#### Requirement:
Exactly as they appear, output all of the entries.

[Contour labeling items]

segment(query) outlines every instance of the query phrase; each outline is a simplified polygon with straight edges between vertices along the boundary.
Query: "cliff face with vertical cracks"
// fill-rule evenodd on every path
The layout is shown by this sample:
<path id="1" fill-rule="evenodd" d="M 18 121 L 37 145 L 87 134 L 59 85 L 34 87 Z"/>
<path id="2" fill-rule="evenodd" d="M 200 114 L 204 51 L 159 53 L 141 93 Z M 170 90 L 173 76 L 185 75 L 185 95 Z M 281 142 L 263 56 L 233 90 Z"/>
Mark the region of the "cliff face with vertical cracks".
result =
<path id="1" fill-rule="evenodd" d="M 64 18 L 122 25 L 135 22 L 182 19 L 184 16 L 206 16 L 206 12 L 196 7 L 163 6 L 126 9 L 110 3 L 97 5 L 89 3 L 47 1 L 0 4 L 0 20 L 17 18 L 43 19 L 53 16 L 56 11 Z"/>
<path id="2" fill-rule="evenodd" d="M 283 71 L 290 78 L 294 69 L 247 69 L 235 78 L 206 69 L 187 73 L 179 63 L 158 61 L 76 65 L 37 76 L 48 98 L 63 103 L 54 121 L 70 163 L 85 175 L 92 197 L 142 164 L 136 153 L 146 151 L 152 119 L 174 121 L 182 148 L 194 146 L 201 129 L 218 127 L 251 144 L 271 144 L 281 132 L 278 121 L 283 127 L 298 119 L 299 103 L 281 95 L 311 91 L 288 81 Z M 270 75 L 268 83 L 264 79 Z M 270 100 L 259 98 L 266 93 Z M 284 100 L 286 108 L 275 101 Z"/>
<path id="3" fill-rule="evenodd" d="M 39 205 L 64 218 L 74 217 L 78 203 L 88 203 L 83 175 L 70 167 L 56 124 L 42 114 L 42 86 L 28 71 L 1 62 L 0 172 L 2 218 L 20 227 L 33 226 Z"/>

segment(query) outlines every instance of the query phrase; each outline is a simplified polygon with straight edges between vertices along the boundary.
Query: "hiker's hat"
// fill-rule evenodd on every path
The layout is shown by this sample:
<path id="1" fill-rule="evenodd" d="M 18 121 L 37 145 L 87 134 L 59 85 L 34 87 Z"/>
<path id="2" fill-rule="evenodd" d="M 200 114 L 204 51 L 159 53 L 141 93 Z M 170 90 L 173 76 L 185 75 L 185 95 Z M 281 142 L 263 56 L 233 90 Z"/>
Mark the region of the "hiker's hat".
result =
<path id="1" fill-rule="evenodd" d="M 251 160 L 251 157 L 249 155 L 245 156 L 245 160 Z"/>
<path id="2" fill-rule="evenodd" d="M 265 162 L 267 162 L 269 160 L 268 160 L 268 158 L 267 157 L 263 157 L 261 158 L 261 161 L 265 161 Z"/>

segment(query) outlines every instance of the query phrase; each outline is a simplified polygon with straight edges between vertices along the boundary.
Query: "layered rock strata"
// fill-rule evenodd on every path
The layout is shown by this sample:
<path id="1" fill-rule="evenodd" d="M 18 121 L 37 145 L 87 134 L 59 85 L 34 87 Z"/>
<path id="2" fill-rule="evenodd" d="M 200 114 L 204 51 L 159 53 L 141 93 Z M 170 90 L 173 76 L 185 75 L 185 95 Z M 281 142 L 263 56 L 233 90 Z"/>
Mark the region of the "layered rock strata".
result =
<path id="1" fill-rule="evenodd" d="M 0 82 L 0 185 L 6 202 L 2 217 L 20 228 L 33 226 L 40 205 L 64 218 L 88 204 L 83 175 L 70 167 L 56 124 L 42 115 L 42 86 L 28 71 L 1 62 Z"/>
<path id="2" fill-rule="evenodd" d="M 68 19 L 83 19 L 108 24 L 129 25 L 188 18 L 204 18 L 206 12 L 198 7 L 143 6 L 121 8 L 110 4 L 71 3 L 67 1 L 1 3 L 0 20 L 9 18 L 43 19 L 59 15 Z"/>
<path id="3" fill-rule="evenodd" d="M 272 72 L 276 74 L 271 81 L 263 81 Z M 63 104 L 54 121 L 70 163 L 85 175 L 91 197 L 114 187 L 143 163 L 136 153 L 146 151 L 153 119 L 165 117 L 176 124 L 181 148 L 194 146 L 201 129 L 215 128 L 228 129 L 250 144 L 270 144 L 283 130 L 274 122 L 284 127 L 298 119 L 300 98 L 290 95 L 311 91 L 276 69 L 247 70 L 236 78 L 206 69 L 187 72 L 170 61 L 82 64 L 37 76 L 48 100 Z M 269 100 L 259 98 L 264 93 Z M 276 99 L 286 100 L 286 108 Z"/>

#### Worked solution:
segment(query) outlines every instance of the query phrase; each outline is a simplified polygon with straight edges between vertices along the boundary.
Query: "cliff face with vertical cracks"
// fill-rule evenodd on every path
The layout is shown by this sample:
<path id="1" fill-rule="evenodd" d="M 18 121 L 37 145 L 87 134 L 59 85 L 34 87 Z"/>
<path id="2" fill-rule="evenodd" d="M 200 114 L 204 51 L 159 53 L 141 93 Z M 170 90 L 173 76 L 185 75 L 185 95 Z M 281 142 L 263 56 L 233 90 Z"/>
Mark the region of the "cliff face with vertical cracks".
result =
<path id="1" fill-rule="evenodd" d="M 64 18 L 122 25 L 135 22 L 182 19 L 184 16 L 206 16 L 206 12 L 196 7 L 163 6 L 126 9 L 110 3 L 97 5 L 89 3 L 47 1 L 0 4 L 0 20 L 17 18 L 43 19 L 53 16 L 56 11 Z"/>
<path id="2" fill-rule="evenodd" d="M 283 71 L 290 78 L 294 69 L 247 69 L 235 78 L 206 69 L 187 73 L 179 63 L 158 61 L 76 65 L 37 76 L 48 98 L 63 103 L 54 121 L 70 163 L 85 175 L 92 197 L 142 164 L 136 153 L 146 151 L 152 119 L 174 121 L 182 148 L 194 146 L 201 129 L 218 127 L 251 144 L 271 144 L 281 132 L 278 121 L 283 127 L 298 119 L 299 103 L 281 95 L 311 91 L 288 81 Z M 270 75 L 268 83 L 264 79 Z M 270 100 L 259 98 L 266 93 Z M 284 100 L 286 108 L 275 101 Z"/>
<path id="3" fill-rule="evenodd" d="M 39 205 L 64 218 L 74 217 L 78 203 L 88 203 L 83 175 L 70 167 L 56 124 L 42 114 L 42 86 L 28 71 L 1 62 L 0 172 L 2 218 L 20 227 L 33 226 Z"/>

segment(query) outlines every instance of the query phrase; each outline is a simplified polygon with straight edges between vertices along the boundary.
Query: "hiker's hat"
// fill-rule evenodd on every path
The layout is shown by this sample:
<path id="1" fill-rule="evenodd" d="M 18 121 L 37 145 L 87 134 L 59 85 L 34 87 Z"/>
<path id="2" fill-rule="evenodd" d="M 200 114 L 204 51 L 159 53 L 141 93 Z M 170 90 L 173 76 L 185 75 L 185 95 Z M 281 142 L 263 56 L 233 90 Z"/>
Mark the region of the "hiker's hat".
result =
<path id="1" fill-rule="evenodd" d="M 251 160 L 251 157 L 249 155 L 245 156 L 245 160 Z"/>
<path id="2" fill-rule="evenodd" d="M 265 162 L 267 162 L 269 160 L 268 160 L 268 158 L 267 157 L 263 157 L 261 158 L 261 161 L 265 161 Z"/>

segment(query) outlines every instance of the query phrase; each outline is a simplified polygon with straight edges between vertices along the boundary.
Query: "layered rock strata"
// fill-rule evenodd on every path
The layout is shown by this sample:
<path id="1" fill-rule="evenodd" d="M 18 121 L 37 145 L 87 134 L 59 85 L 34 87 Z"/>
<path id="2" fill-rule="evenodd" d="M 200 114 L 204 51 L 159 53 L 141 93 Z M 170 90 L 173 76 L 185 75 L 185 95 Z M 281 142 L 263 56 L 233 90 Z"/>
Mark the region of the "layered rock strata".
result =
<path id="1" fill-rule="evenodd" d="M 0 82 L 0 185 L 6 202 L 2 217 L 20 228 L 33 226 L 40 205 L 64 218 L 88 204 L 83 175 L 70 167 L 56 124 L 42 115 L 42 86 L 28 71 L 1 62 Z"/>
<path id="2" fill-rule="evenodd" d="M 68 19 L 83 19 L 108 24 L 129 25 L 188 18 L 204 18 L 206 12 L 198 7 L 143 6 L 121 8 L 110 4 L 71 3 L 67 1 L 1 3 L 0 20 L 9 18 L 43 19 L 59 15 Z"/>
<path id="3" fill-rule="evenodd" d="M 272 72 L 276 74 L 271 81 L 263 81 Z M 63 104 L 54 121 L 70 163 L 85 175 L 91 197 L 114 187 L 143 163 L 136 153 L 146 151 L 153 119 L 165 117 L 176 124 L 181 148 L 194 146 L 201 129 L 215 128 L 228 129 L 250 144 L 270 144 L 283 130 L 274 122 L 284 127 L 298 119 L 300 98 L 290 95 L 311 91 L 276 69 L 247 70 L 236 78 L 206 69 L 187 72 L 170 61 L 82 64 L 37 76 L 48 100 Z M 269 100 L 259 98 L 264 93 Z M 276 99 L 286 100 L 286 108 Z"/>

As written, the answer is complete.